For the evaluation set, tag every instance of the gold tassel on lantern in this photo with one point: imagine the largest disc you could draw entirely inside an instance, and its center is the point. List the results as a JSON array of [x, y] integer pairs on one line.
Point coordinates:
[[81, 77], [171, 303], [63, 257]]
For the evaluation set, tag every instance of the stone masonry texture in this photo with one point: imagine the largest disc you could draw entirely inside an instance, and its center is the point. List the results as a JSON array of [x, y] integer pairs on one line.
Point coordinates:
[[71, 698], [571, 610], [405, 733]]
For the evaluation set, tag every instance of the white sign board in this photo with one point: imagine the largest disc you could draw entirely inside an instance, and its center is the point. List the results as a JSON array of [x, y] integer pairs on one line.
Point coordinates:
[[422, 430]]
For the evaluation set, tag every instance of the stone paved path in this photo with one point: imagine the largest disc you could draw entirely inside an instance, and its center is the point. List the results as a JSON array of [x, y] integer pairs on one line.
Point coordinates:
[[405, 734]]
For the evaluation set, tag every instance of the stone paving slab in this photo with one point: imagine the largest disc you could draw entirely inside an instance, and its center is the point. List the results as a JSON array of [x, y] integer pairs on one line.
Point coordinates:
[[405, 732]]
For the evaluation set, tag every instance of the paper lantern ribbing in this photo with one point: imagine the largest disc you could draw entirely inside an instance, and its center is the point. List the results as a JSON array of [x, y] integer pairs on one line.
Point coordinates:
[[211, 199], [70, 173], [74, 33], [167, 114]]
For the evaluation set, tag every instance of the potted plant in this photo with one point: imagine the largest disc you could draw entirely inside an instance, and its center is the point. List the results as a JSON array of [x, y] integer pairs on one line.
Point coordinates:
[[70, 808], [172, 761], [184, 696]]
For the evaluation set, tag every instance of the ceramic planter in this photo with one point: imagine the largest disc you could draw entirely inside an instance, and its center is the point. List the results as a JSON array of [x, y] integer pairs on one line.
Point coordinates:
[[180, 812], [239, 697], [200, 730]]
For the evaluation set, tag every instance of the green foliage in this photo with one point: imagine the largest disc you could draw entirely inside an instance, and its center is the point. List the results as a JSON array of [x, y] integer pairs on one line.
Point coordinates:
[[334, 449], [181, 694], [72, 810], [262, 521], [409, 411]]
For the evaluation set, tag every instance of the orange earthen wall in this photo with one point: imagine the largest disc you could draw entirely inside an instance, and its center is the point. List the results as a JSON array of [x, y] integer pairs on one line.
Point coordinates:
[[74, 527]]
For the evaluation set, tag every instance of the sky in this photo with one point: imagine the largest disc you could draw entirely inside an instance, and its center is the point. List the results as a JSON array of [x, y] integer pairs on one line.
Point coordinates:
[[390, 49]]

++++++++++

◆ Task directions
Recast every line of the entries above as a numbered list, leaving out any blank lines.

◆ Final answer
1. For the evaluation set, tag every instance of the gold tassel on lantern in this photo with one point: imagine the largest disc you could draw entirely inside an instance, and its center is the point. List the results as a JSON array of [x, y] integer pairs on one line.
2. Point coordinates:
3. [[81, 77], [171, 303], [63, 257]]
4. For the evaluation set, tag every instance of the stone masonry texture in this photo with one point: imagine the largest disc you could draw entirely inside an instance, and its center is the point. List the results as a JSON array of [x, y] integer pairs on one line.
5. Point coordinates:
6. [[71, 698], [571, 610], [405, 733]]
7. For the evaluation set, tag every instance of the white sign board in this photo with one point: imagine the largest disc you could draw entirely inside an instance, and its center is the point. List the results as a JSON array of [x, y] integer pairs on one line.
8. Point coordinates:
9. [[422, 430]]
10. For the evaluation set, tag every instance of the stone paved path in this photo with one point: imagine the largest disc you could draw entirely inside an instance, and its center is the point. List the results as a JSON array of [x, y] integer pairs on one line.
11. Point coordinates:
12. [[405, 734]]
13. For the evaluation set, tag every instance of the stone paving slab in this photo with one point: imagine the largest disc you could draw entirely inside an instance, and its center is the point. List the results as a JSON array of [x, y] integer pairs on one line.
14. Point coordinates:
15. [[405, 732]]
16. For the evaluation set, tag every instance of the paper lantern ribbing in this photo with one point: imagine the largest disc you could draw entirely inside an instance, and its center is the point. List the results as a JSON array of [x, y] integer pairs on one line.
17. Point coordinates:
18. [[211, 199], [70, 173], [74, 33], [167, 114]]
19. For the evaluation set, tag every instance of the potted plant in this photo with one point: imagine the largest disc you could draw entirely inside an instance, and its center is the point. List the results as a JSON array of [x, y] integer pairs on one line.
20. Point coordinates:
21. [[70, 808], [172, 761], [184, 696]]
22. For the evaluation set, tag every instance of the ceramic planter in this photo with one point: imagine the largest disc you could draw entirely inside an instance, and its center is the point. List the results as a JSON array of [x, y] integer pairs on one line.
23. Point coordinates:
24. [[180, 812], [239, 697], [200, 730]]
25. For the evaluation set, tag every instance of the green foliage in this photo with one point: imagine the largest disc you could draw entirely inside an instance, and its center is the point. List the results as a JSON array of [x, y] integer pairs on one line.
26. Point coordinates:
27. [[334, 449], [181, 694], [72, 810], [262, 521], [409, 411]]
28. For the evaluation set, tag every instance of the orange earthen wall in this photo with one point: imagine the largest disc you could draw entirely inside an instance, and its center is the point. List the results as a JSON array of [x, y] integer pairs on one line.
29. Point coordinates:
30. [[74, 527]]
31. For the evaluation set, tag every instance of the sky in this photo with one point: imagine the largest disc you could draw entirely inside an instance, and its center is the point. List the results as a JSON array of [x, y] integer pairs on one line.
32. Point coordinates:
33. [[390, 49]]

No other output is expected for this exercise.